● **Exercise details**: Output the listing exactly as written, apart from its pictures.

● **Data records**:
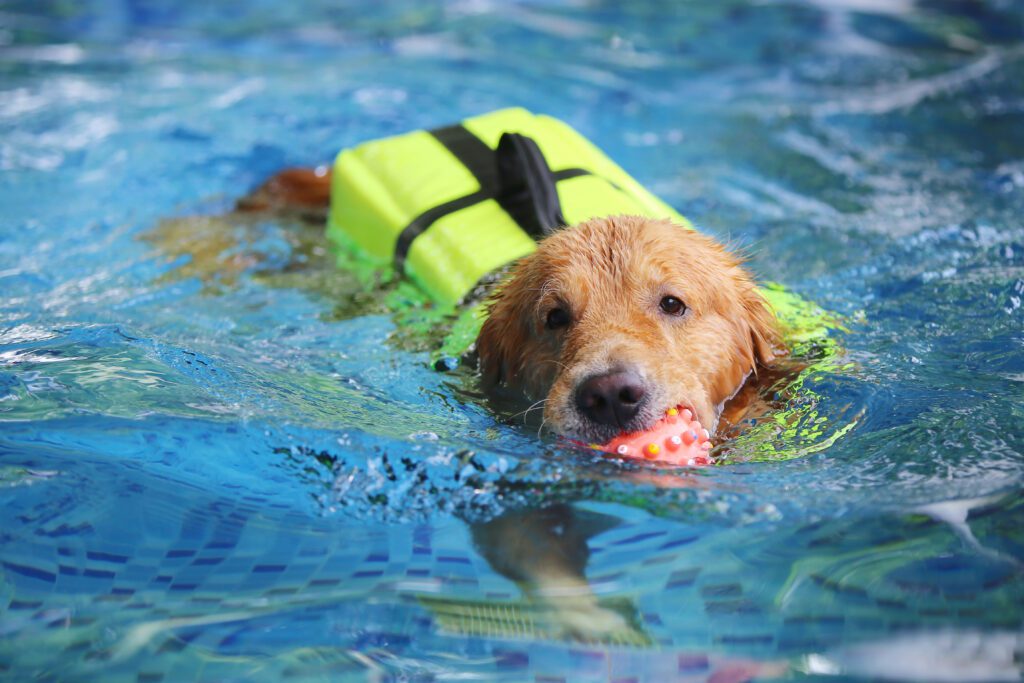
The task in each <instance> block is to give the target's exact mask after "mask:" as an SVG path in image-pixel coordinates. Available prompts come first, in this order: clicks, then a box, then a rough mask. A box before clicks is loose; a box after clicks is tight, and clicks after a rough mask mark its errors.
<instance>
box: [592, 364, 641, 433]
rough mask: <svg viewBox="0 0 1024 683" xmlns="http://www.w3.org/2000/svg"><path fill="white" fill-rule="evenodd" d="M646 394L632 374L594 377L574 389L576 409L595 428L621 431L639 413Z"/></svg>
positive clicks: (611, 372)
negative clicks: (599, 426)
mask: <svg viewBox="0 0 1024 683" xmlns="http://www.w3.org/2000/svg"><path fill="white" fill-rule="evenodd" d="M646 393H647V392H646V390H645V389H644V386H643V380H641V379H640V376H639V375H637V374H636V373H634V372H630V371H628V370H627V371H615V372H611V373H606V374H604V375H594V376H592V377H588V378H587V379H586V380H584V381H583V382H581V383H580V386H579V387H578V388H577V409H579V411H580V413H581V414H582V415H584V416H586V417H587V418H589V419H590V420H592V421H593V422H596V423H597V424H600V425H610V426H612V427H625V426H626V423H628V422H629V421H630V420H632V419H633V418H635V417H636V415H637V413H638V412H639V411H640V405H641V404H642V403H643V399H644V396H645V395H646Z"/></svg>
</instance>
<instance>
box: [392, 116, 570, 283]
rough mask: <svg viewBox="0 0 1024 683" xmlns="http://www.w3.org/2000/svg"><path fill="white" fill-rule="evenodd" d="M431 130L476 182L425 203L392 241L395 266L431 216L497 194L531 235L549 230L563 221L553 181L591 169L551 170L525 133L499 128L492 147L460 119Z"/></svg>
mask: <svg viewBox="0 0 1024 683" xmlns="http://www.w3.org/2000/svg"><path fill="white" fill-rule="evenodd" d="M430 134H431V135H433V136H434V137H435V138H436V139H437V141H438V142H440V143H441V144H443V145H444V147H445V148H447V151H449V152H451V153H452V155H453V156H454V157H455V158H456V159H458V160H459V161H460V162H462V164H463V165H464V166H465V167H466V168H467V169H468V170H469V172H470V173H472V174H473V177H474V178H476V181H477V183H479V185H480V188H479V189H478V190H477V191H475V193H471V194H469V195H466V196H465V197H460V198H458V199H455V200H452V201H450V202H445V203H444V204H440V205H438V206H435V207H431V208H430V209H427V210H426V211H424V212H423V213H421V214H420V215H419V216H417V217H416V218H414V219H413V220H412V221H411V222H410V223H409V225H407V226H406V227H404V228H402V230H401V232H400V233H399V234H398V239H397V241H396V242H395V247H394V266H395V269H396V270H397V271H398V272H401V271H402V269H403V267H404V264H406V258H407V256H408V255H409V250H410V249H411V248H412V246H413V242H414V241H415V240H416V238H418V237H420V236H421V234H423V232H425V231H426V230H427V228H429V227H430V226H431V225H432V224H433V223H434V222H435V221H437V220H439V219H440V218H442V217H443V216H446V215H447V214H450V213H455V212H456V211H460V210H462V209H466V208H468V207H471V206H473V205H474V204H478V203H479V202H483V201H485V200H489V199H493V200H496V201H497V202H498V203H499V205H500V206H501V207H502V208H503V209H504V210H505V211H506V212H507V213H508V214H509V215H510V216H511V217H512V219H513V220H515V221H516V223H518V224H519V226H520V227H522V228H523V229H524V230H525V231H526V232H527V233H529V234H531V236H534V237H535V238H540V237H543V236H545V234H549V233H550V232H552V231H554V230H556V229H558V228H559V227H562V226H563V225H564V224H565V218H564V216H563V215H562V210H561V203H560V202H559V201H558V190H557V189H556V187H555V183H557V182H558V181H559V180H567V179H569V178H575V177H579V176H581V175H589V174H590V172H589V171H587V170H585V169H582V168H567V169H562V170H560V171H556V172H552V171H551V169H550V168H548V164H547V161H546V160H545V159H544V155H543V154H542V153H541V148H540V147H539V146H538V145H537V142H535V141H534V140H531V139H530V138H528V137H526V136H524V135H518V134H516V133H505V134H503V135H502V138H501V140H500V141H499V144H498V150H497V151H495V150H492V148H490V147H488V146H487V145H486V144H485V143H484V142H483V141H482V140H481V139H480V138H478V137H476V136H475V135H473V134H472V133H471V132H469V130H467V129H466V128H465V127H464V126H461V125H456V126H447V127H445V128H438V129H436V130H432V131H430Z"/></svg>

● **Response to this task**:
The task in each <instance> block is to give the target's exact mask after "mask:" as an SVG path in image-pixel coordinates. Available prompts come first, in this order: clicks, then a box, then a rough mask. A box before clicks is loose; a box after clicks is tight, and clicks after a rough mask mark its errors.
<instance>
box: [592, 364, 641, 433]
rough mask: <svg viewBox="0 0 1024 683" xmlns="http://www.w3.org/2000/svg"><path fill="white" fill-rule="evenodd" d="M646 394L632 374L594 377L574 389L576 409L595 428L621 431L639 413Z"/></svg>
positive clicks: (611, 372)
negative clicks: (599, 426)
mask: <svg viewBox="0 0 1024 683" xmlns="http://www.w3.org/2000/svg"><path fill="white" fill-rule="evenodd" d="M646 393H647V392H646V390H645V389H644V386H643V380H641V379H640V376H639V375H637V374H636V373H634V372H630V371H628V370H627V371H615V372H611V373H606V374H604V375H594V376H592V377H588V378H587V379H586V380H584V381H583V382H581V383H580V386H579V387H578V388H577V409H579V411H580V413H581V414H582V415H584V416H586V417H587V418H589V419H590V420H592V421H593V422H596V423H597V424H600V425H610V426H612V427H625V426H626V423H628V422H629V421H630V420H632V419H633V418H635V417H636V415H637V413H638V412H639V411H640V405H641V404H642V403H643V399H644V396H645V395H646Z"/></svg>
</instance>
<instance>
box: [392, 116, 570, 283]
rough mask: <svg viewBox="0 0 1024 683" xmlns="http://www.w3.org/2000/svg"><path fill="white" fill-rule="evenodd" d="M431 130L476 182L425 203L392 241L395 266L431 216L497 194L531 235L549 230L563 221L553 181L591 169L551 170L525 133L499 128L492 147L460 119Z"/></svg>
mask: <svg viewBox="0 0 1024 683" xmlns="http://www.w3.org/2000/svg"><path fill="white" fill-rule="evenodd" d="M430 134H431V135H433V136H434V137H435V138H436V139H437V141H438V142H440V143H441V144H443V145H444V147H445V148H447V151H449V152H451V153H452V155H453V156H454V157H455V158H456V159H458V160H459V161H460V162H462V164H463V165H464V166H465V167H466V168H467V169H468V170H469V172H470V173H472V174H473V177H474V178H476V181H477V183H479V185H480V188H479V189H478V190H477V191H475V193H471V194H469V195H466V196H465V197H460V198H458V199H455V200H452V201H450V202H445V203H444V204H440V205H438V206H435V207H431V208H430V209H427V210H426V211H424V212H423V213H421V214H420V215H419V216H417V217H416V218H414V219H413V220H412V221H411V222H410V223H409V225H407V226H406V227H404V228H402V230H401V232H400V233H399V234H398V239H397V241H396V242H395V247H394V266H395V269H396V270H397V271H398V272H401V271H402V269H403V267H404V264H406V258H407V256H408V255H409V250H410V249H411V248H412V246H413V242H414V241H415V240H416V238H418V237H420V236H421V234H423V232H425V231H426V230H427V228H429V227H430V226H431V225H432V224H433V223H434V222H435V221H437V220H439V219H440V218H442V217H443V216H446V215H447V214H450V213H455V212H456V211H460V210H462V209H466V208H468V207H471V206H473V205H474V204H478V203H479V202H483V201H485V200H489V199H493V200H496V201H497V202H498V203H499V205H500V206H501V207H502V208H503V209H504V210H505V211H506V212H507V213H508V214H509V215H510V216H511V217H512V219H513V220H515V221H516V223H518V224H519V226H520V227H522V228H523V229H524V230H525V231H526V232H527V233H529V234H531V236H534V237H535V238H540V237H543V236H545V234H549V233H550V232H552V231H554V230H556V229H558V228H559V227H562V226H563V225H564V224H565V218H564V216H563V215H562V210H561V203H560V202H559V201H558V190H557V189H556V187H555V183H557V182H558V181H559V180H567V179H569V178H575V177H579V176H581V175H589V174H590V172H589V171H587V170H585V169H582V168H567V169H562V170H560V171H556V172H552V171H551V169H550V168H548V164H547V161H546V160H545V159H544V155H543V154H542V153H541V148H540V147H539V146H538V145H537V142H535V141H534V140H531V139H530V138H528V137H526V136H524V135H518V134H516V133H505V134H503V135H502V138H501V140H500V141H499V144H498V150H497V151H495V150H492V148H490V147H488V146H487V145H486V144H485V143H484V142H483V141H482V140H481V139H480V138H478V137H476V136H475V135H473V134H472V133H471V132H469V130H467V129H466V128H465V127H464V126H461V125H456V126H447V127H445V128H438V129H436V130H432V131H430Z"/></svg>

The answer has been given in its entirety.